Requirements ▸ Transcribe every line, keeping it exact.

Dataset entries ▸
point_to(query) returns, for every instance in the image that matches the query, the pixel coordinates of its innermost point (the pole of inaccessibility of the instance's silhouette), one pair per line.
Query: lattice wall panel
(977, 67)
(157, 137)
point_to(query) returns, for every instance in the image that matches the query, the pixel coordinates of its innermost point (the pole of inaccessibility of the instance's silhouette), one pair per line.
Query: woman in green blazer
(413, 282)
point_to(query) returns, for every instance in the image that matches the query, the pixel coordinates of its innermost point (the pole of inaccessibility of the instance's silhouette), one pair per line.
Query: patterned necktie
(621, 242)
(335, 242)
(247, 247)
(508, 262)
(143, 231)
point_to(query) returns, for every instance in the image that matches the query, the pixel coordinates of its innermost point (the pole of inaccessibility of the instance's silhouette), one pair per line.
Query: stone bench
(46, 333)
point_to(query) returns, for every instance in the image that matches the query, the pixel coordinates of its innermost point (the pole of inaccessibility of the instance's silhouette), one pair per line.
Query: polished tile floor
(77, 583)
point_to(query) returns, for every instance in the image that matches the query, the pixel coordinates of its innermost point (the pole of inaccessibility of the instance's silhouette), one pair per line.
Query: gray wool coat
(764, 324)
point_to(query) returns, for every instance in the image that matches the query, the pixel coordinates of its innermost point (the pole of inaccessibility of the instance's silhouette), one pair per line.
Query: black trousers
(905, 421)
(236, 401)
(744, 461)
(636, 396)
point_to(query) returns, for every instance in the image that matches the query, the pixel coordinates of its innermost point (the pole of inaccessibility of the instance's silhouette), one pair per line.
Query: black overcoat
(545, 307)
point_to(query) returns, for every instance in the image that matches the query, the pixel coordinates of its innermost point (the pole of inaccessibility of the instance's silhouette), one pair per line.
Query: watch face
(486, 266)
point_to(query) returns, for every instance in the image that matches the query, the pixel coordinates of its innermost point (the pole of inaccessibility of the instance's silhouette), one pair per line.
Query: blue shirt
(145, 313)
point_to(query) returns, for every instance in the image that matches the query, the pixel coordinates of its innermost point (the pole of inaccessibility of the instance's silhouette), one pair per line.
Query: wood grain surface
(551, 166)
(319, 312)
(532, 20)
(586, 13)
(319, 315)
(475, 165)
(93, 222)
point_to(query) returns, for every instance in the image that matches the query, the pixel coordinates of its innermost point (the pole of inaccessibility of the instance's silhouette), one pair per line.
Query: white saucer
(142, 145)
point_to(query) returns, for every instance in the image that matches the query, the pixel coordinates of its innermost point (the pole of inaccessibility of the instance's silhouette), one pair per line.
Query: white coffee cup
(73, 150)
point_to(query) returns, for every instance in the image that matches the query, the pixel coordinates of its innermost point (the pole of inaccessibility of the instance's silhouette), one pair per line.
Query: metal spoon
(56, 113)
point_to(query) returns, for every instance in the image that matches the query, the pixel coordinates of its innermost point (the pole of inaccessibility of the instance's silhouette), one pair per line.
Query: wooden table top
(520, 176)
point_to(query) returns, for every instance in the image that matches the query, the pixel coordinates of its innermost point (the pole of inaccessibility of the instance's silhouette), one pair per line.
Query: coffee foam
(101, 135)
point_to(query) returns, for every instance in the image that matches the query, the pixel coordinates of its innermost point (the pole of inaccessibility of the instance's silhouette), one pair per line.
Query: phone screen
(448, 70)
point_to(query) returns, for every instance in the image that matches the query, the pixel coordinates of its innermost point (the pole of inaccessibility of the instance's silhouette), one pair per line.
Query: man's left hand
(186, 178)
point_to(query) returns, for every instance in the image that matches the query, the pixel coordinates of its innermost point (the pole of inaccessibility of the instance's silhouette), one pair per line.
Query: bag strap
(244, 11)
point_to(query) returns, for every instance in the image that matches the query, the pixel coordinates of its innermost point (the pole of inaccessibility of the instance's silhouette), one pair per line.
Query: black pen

Exercise output ▸
point_to(query) returns, for every instance in the image that matches the query, the pixel coordinates of its innermost point (the pole of inaccessibility of the instance's silhouette), one pair per line.
Query: lattice wall panel
(977, 67)
(157, 137)
point_to(query) returns, for every instance in the image that matches the query, the pixel coordinates of its innermost point (the pole of inaccessibility of the instance's silhouette), one pair per line.
Query: woman in green blazer
(413, 282)
point_to(query) returns, for every instance in the image that matches the query, the pixel coordinates of its innermost point (the pole of inaccessibility of the instance's silhouette), one pair per line.
Query: patterned necktie
(621, 242)
(335, 242)
(247, 247)
(508, 262)
(143, 231)
point_to(query) returns, for every instance in the image that matches the query, the pixel coordinates of its innermost point (the pole of inaccessibility of the instance's silhouette), one pair per line.
Query: stone bench
(46, 333)
point_to(query) returns, for every instance in the image that matches the query, the pixel coordinates of its innermost point (the pole of inaccessibility of the instance's silhouette), one pair per line.
Query: polished tile floor
(77, 583)
point_to(query) returns, for every instance in the image that matches the query, the pixel coordinates of its innermost point (the pole of inaccessibility of the instance's silhouette), one pair per line.
Query: gray wool coat
(764, 324)
point_to(query) returns, for every instance in the image that matches the query, the pixel coordinates of its innermost point (the pole of inaccessibility of the instance's silhouette), one pair per line.
Query: black trousers
(905, 421)
(236, 401)
(744, 461)
(636, 396)
point_to(query) returns, for every instance in the image that matches the query, the pixel coordinates of its innermost point (the pole of inaccessibility of the instance's silhouette), one pair per line.
Query: black overcoat
(545, 307)
point_to(query) returns, for every instance in the image that matches the query, the pixel coordinates of its innermost point (the pole of inaccessibility of the instance's silhouette), one pair per line.
Query: watch face
(486, 266)
point_to(query) returns, for every instance in the image that matches the query, the pixel coordinates of its innermost point (the pole of inaccessibility of the instance's silhouette), one pair per line.
Query: blue shirt
(145, 313)
point_to(query) returns, for every instance in the image that matches the query, the pixel coordinates of its innermost point (the pole of inaccessibility of the instance's silhouette), one pair per line.
Query: wood grain surface
(551, 166)
(319, 312)
(532, 20)
(586, 13)
(319, 315)
(475, 165)
(93, 222)
point_to(query) returns, for every instance in the image that matches the query, the pixel coordinates of its innermost point (the pole of inaccessibility of the instance's silhouette), one pair per line.
Query: white saucer
(142, 145)
point_to(query) returns, for every instance in the image that matches the query, the pixel coordinates of its innermost point (the pole of inaccessibility of the instance's silhouette), one pair per line.
Query: white coffee cup
(73, 150)
point_to(query) returns, for every instance in the image that matches the query, the pixel coordinates of its innermost point (the pole of inaccessibility of the instance's silhouette), one pair per line.
Query: metal spoon
(56, 113)
point_to(query) returns, for every instance in the image that matches the query, the pixel coordinates of its innermost point (the pole of inaccessibility of the instance's silhouette), one pair per line.
Query: wooden table top
(520, 176)
point_to(query) returns, for every instance in the image that matches the query, the pixel coordinates of its innermost point (the pole of inaccessibility of the instance's silhouette), one pair per line.
Query: coffee foam
(101, 135)
point_to(query) returns, for every instance in the image that matches the query, the pixel coordinates of its innermost point (the pole of inaccessibility of the instance's silhouette), one pair per line.
Query: phone screen
(448, 70)
point_to(query) returns, for every instance in the image that matches the query, the pixel coordinates of its innermost point (the pole of inaccessibility of the instance's silhouette), one pair per line.
Query: man's left hand
(186, 178)
point_to(query) returns, for every instance in the image that matches the query, the pixel coordinates of its innermost point (the pole of inaccessibility of the instance's silhouette), one pair per line.
Query: bag strap
(244, 11)
point_to(query) returns, for every instance in the image that matches the query, the pixel coordinates of its innermost point (the pole of inaccessibility of the instance's silhouette), one pair per line.
Query: black pen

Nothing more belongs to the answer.